> [Supplied text]
^^^^^^^^

Department of Transportation
Federal Aviation Administration
800 Independence Avenue, SW
Washington, DC 20591

General Overview of Agency Activities

The U.S. Federal Aviation Administration is an operating mode of the Department of Transportation responsible for the safety of civil aviation. The Federal Aviation Act of 1958 created the agency under the name Federal Aviation Agency, adopting its name in 1967 when the FAA became a part of the Department of Transportation.

The FAA's major roles include:

  • Regulating civil aviation to promote safety
  • Encouraging and developing civil aeronautics, including new aviation technology
  • Developing and operating a system of air traffic control and navigation for both civil and military aircraft
  • Researching and developing the National Airspace System and civil aeronautics
  • Developing and carrying out programs to control aircraft noise and other environmental effects of civil aviation
  • Regulating U.S. commercial space transportation

At the FAA's Washington headquarters are the offices of the agency's top officials. Geographically, FAA is divided into nine regions with headquarters in cities from Anchorage to Atlanta. The agency's two largest field facilities are the Mike Monroney Aeronautical Center at Oklahoma City, OK, and the William J. Hughes Technical Center at Atlantic City, NJ.

Overview of Regulatory Activities

In the pursuit of safety, the FAA issues rules and sets standards for both aeronautical equipment and people working in the aviation field.

Aircraft certification begins in the manufacturing plant, where FAA experts work with company engineers to ensure high standards of airworthiness. If all goes well, new models receive a type certificate, followed by a certificate authorizing production. Individual planes must also be certificated to ensure their conformity to standards, and the FAA applies the same scrutiny to engines and other components. If problems appear during the service life of an aircraft, the agency issues airworthiness directives requiring corrective action.

^^^^^^^^

> [Request A] In the listing, start at the line containing "segment: shoulder strap" and end with the listing's final line. Write all of those lines out again, requests included, and shift every coordinate in the answers up by 79.

^^^^^^^^

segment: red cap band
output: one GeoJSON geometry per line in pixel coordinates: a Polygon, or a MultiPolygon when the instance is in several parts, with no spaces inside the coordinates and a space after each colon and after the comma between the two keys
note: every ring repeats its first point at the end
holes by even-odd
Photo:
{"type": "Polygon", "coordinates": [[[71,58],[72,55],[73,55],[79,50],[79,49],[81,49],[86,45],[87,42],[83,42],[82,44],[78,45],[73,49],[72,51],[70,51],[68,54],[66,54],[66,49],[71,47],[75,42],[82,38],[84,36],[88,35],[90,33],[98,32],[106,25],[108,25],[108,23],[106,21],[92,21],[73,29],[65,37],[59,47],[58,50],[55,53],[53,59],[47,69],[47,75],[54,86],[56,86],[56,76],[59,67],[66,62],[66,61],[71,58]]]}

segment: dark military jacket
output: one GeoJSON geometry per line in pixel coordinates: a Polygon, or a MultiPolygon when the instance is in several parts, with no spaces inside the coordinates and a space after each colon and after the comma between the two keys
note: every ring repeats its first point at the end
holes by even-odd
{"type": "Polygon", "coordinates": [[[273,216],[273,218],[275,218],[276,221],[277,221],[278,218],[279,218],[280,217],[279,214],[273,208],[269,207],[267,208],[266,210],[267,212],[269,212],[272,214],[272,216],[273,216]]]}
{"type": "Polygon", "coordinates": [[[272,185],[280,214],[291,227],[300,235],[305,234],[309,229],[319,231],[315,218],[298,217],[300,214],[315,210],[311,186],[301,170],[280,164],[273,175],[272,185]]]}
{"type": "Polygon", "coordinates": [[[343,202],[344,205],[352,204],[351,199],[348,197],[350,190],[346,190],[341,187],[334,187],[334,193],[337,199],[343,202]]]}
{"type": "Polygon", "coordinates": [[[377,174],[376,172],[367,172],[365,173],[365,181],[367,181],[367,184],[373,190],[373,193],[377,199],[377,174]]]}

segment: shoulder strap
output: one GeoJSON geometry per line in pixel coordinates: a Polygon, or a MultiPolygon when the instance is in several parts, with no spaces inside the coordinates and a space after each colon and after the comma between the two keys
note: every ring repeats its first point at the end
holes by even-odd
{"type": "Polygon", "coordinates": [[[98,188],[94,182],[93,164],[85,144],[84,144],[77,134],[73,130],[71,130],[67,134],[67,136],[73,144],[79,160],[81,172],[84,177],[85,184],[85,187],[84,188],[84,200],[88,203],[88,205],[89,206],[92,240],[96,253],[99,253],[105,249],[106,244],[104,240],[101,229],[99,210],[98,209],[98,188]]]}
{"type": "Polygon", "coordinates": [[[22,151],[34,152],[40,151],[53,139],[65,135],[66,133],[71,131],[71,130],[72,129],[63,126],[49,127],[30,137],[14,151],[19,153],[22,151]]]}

^^^^^^^^

> [Request B] Echo the FAA overview word for word, starting at "Aircraft certification begins" and ending after "requiring corrective action.".

> [Problem solution A]
segment: shoulder strap
output: one GeoJSON geometry per line in pixel coordinates: a Polygon, or a MultiPolygon when the instance is in several parts, with no spaces inside the coordinates and a space after each colon and after the comma between the two keys
note: every ring repeats its first point at the end
holes by even-odd
{"type": "Polygon", "coordinates": [[[177,267],[173,261],[172,243],[164,223],[163,223],[156,213],[152,209],[150,209],[146,213],[146,215],[152,223],[158,239],[160,251],[163,256],[164,263],[164,266],[163,267],[163,279],[167,282],[167,284],[168,285],[171,319],[175,332],[178,332],[184,328],[185,323],[183,319],[180,308],[178,289],[177,288],[177,267]]]}
{"type": "Polygon", "coordinates": [[[101,230],[113,231],[119,230],[132,218],[144,214],[145,212],[150,210],[150,209],[151,208],[142,205],[128,206],[109,216],[93,230],[98,232],[101,230]]]}

> [Problem solution B]
Aircraft certification begins in the manufacturing plant, where FAA experts work with company engineers to ensure high standards of airworthiness. If all goes well, new models receive a type certificate, followed by a certificate authorizing production. Individual planes must also be certificated to ensure their conformity to standards, and the FAA applies the same scrutiny to engines and other components. If problems appear during the service life of an aircraft, the agency issues airworthiness directives requiring corrective action.